| WHAT IS EXPECTED |
Please copy, with no word changed, only the run of lines that opens with the line containing "Query: man's hand" and closes with the last line below.

| DATA RECORDS |
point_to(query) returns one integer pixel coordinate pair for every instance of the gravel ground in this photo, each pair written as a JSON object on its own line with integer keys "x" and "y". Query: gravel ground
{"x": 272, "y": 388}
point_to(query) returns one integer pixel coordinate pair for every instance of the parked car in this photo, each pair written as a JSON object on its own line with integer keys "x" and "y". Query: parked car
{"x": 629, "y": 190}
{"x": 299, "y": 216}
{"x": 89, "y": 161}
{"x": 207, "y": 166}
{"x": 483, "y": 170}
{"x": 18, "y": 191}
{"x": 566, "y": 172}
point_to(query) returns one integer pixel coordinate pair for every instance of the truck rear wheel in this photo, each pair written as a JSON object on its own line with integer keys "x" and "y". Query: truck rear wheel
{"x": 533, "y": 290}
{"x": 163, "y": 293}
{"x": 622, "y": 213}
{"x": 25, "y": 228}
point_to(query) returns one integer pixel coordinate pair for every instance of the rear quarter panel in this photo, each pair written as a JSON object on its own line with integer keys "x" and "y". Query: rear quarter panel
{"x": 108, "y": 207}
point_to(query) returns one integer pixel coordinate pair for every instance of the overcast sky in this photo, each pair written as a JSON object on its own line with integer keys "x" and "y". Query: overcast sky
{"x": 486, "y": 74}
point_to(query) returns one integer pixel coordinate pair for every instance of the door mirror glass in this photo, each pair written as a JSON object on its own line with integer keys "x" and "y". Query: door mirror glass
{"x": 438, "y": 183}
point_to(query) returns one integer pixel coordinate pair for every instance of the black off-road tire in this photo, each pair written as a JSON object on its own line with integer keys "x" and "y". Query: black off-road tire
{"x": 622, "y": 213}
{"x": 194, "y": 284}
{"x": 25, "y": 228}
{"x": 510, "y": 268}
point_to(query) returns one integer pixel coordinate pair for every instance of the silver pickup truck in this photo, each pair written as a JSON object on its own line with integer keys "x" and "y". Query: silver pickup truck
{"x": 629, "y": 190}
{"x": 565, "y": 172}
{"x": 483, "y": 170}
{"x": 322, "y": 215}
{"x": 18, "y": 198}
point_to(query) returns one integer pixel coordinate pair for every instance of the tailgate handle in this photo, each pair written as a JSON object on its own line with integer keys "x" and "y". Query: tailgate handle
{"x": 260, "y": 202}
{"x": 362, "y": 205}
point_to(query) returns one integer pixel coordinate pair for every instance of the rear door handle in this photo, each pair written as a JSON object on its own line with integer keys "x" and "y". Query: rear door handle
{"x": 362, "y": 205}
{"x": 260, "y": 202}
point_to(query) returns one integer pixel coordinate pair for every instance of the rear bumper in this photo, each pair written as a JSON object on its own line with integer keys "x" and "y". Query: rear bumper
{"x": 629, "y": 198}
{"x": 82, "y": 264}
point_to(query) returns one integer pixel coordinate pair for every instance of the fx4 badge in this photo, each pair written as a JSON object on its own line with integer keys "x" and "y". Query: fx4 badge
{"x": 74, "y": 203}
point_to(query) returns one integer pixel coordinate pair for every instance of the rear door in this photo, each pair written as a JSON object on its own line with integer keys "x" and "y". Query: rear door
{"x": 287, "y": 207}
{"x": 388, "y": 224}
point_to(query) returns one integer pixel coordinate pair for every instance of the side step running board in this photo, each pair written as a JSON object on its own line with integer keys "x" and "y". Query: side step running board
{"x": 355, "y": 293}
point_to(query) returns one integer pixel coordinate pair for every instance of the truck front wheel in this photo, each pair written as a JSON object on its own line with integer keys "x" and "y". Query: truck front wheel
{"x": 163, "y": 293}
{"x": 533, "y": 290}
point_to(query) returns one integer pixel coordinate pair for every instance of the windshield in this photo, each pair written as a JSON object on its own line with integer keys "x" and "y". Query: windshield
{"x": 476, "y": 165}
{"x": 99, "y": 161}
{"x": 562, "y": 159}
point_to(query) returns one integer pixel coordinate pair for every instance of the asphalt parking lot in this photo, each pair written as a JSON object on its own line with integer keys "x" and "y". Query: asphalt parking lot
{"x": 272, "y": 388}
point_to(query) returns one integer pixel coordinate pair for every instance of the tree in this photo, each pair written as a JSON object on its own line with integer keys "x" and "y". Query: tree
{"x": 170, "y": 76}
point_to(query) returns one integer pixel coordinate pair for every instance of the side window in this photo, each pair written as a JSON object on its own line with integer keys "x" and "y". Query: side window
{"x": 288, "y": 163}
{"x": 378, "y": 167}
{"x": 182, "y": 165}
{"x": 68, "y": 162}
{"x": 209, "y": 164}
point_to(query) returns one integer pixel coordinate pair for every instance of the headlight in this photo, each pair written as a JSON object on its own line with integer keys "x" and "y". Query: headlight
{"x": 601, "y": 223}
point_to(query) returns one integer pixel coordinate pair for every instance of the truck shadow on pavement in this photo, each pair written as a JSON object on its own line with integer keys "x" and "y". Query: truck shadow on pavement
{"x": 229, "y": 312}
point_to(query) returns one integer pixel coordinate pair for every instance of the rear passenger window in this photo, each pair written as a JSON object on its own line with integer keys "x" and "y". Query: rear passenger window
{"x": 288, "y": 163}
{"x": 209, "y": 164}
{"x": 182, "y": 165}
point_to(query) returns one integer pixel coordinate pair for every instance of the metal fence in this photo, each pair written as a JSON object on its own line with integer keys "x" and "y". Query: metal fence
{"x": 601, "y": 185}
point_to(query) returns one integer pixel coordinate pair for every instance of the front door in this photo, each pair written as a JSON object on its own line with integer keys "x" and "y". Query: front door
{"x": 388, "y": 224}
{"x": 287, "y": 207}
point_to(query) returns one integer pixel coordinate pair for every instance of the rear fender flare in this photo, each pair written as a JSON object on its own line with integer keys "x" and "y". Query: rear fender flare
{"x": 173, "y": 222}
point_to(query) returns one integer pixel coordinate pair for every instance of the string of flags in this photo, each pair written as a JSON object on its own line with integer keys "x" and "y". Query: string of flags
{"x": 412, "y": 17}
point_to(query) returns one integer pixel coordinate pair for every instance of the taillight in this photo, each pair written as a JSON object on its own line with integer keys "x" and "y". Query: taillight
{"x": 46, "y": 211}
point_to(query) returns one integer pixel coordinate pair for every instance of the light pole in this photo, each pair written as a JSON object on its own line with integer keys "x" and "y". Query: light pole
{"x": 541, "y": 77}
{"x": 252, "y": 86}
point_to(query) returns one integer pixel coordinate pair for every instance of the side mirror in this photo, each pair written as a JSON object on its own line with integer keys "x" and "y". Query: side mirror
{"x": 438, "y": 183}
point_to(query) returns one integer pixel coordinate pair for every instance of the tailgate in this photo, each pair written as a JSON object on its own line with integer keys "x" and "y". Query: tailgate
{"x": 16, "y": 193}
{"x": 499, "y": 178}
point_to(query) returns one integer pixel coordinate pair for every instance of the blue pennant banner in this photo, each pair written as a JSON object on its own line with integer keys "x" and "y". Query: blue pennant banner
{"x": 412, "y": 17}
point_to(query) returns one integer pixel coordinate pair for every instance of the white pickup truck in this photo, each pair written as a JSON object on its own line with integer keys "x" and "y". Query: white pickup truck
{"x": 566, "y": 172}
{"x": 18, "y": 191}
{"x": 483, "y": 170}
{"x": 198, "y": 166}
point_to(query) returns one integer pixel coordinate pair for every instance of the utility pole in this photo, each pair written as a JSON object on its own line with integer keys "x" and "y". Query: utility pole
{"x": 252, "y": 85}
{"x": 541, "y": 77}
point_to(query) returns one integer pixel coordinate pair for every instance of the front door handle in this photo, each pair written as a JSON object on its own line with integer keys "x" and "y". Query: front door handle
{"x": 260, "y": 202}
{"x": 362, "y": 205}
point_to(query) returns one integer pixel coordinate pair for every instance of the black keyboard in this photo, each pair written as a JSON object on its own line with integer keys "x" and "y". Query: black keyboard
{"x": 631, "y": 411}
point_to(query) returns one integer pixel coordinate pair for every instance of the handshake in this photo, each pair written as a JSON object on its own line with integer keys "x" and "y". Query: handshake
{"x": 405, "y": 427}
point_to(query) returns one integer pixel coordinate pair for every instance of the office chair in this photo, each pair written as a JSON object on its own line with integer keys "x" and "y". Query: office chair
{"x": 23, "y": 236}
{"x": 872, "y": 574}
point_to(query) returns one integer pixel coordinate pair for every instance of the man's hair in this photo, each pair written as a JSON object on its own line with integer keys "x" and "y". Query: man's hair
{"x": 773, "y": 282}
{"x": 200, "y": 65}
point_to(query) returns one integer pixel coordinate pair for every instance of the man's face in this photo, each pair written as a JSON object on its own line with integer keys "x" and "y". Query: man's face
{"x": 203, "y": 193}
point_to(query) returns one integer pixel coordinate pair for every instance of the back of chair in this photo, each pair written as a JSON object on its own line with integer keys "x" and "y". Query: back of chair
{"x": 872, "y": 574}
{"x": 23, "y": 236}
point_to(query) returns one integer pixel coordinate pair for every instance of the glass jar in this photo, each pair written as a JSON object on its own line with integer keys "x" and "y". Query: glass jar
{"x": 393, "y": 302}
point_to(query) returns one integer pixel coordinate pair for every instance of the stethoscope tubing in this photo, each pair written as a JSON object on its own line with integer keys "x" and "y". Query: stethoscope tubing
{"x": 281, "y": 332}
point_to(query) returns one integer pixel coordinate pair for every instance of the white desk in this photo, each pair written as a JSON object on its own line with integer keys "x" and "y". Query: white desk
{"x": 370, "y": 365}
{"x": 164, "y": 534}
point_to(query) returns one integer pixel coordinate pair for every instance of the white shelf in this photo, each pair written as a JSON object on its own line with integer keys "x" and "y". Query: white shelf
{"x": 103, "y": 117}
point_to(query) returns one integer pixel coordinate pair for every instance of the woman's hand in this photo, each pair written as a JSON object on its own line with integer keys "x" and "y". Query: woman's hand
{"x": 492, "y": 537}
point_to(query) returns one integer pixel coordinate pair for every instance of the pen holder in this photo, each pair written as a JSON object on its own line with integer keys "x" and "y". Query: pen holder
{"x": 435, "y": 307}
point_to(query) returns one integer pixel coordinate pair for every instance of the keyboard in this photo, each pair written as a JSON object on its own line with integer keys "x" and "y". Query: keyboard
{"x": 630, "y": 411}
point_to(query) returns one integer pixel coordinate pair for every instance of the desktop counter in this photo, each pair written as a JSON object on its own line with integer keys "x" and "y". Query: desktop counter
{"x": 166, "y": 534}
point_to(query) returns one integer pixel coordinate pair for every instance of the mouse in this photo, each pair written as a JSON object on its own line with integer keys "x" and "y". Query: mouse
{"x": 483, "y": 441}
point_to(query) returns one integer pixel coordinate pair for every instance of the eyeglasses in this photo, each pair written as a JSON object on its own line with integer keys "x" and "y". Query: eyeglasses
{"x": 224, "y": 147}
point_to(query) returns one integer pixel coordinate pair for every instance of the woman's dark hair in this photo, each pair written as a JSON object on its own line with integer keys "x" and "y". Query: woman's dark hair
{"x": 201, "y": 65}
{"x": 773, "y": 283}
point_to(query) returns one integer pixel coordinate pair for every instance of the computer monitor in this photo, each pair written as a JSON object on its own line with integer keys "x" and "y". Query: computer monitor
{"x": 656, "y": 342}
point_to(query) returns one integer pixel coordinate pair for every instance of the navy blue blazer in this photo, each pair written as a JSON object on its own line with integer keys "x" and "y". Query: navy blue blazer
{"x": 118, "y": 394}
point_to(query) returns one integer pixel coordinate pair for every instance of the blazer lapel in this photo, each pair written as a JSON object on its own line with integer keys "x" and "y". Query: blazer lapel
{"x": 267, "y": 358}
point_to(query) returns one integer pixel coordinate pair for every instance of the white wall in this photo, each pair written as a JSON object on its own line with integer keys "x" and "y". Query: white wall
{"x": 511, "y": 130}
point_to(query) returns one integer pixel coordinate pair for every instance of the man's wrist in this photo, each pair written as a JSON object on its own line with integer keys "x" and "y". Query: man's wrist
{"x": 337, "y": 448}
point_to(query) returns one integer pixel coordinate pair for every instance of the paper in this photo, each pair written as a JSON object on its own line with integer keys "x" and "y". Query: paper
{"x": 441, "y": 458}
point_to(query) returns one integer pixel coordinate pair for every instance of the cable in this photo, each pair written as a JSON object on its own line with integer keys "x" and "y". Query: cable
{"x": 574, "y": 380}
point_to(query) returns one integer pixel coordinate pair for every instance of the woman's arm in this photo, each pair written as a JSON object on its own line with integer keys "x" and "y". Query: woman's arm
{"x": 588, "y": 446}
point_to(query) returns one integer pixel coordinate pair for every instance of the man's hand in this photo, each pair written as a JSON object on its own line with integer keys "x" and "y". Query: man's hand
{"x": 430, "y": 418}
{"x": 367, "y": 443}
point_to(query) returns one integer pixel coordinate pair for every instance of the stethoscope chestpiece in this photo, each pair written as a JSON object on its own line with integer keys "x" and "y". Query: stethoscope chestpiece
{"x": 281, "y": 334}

| ANSWER BOX |
point_to(query) returns one integer pixel coordinate pair for every instance of the man's hand in this photo, each pair written as a JSON object on its own line with integer keys "x" and "y". Query: man's hand
{"x": 430, "y": 418}
{"x": 367, "y": 443}
point_to(query) returns one integer pixel coordinate pair for every instance of the stethoscope chestpiece in this photo, each pair written as a JSON object on its own line with integer keys "x" and "y". Query: stethoscope chestpiece
{"x": 281, "y": 334}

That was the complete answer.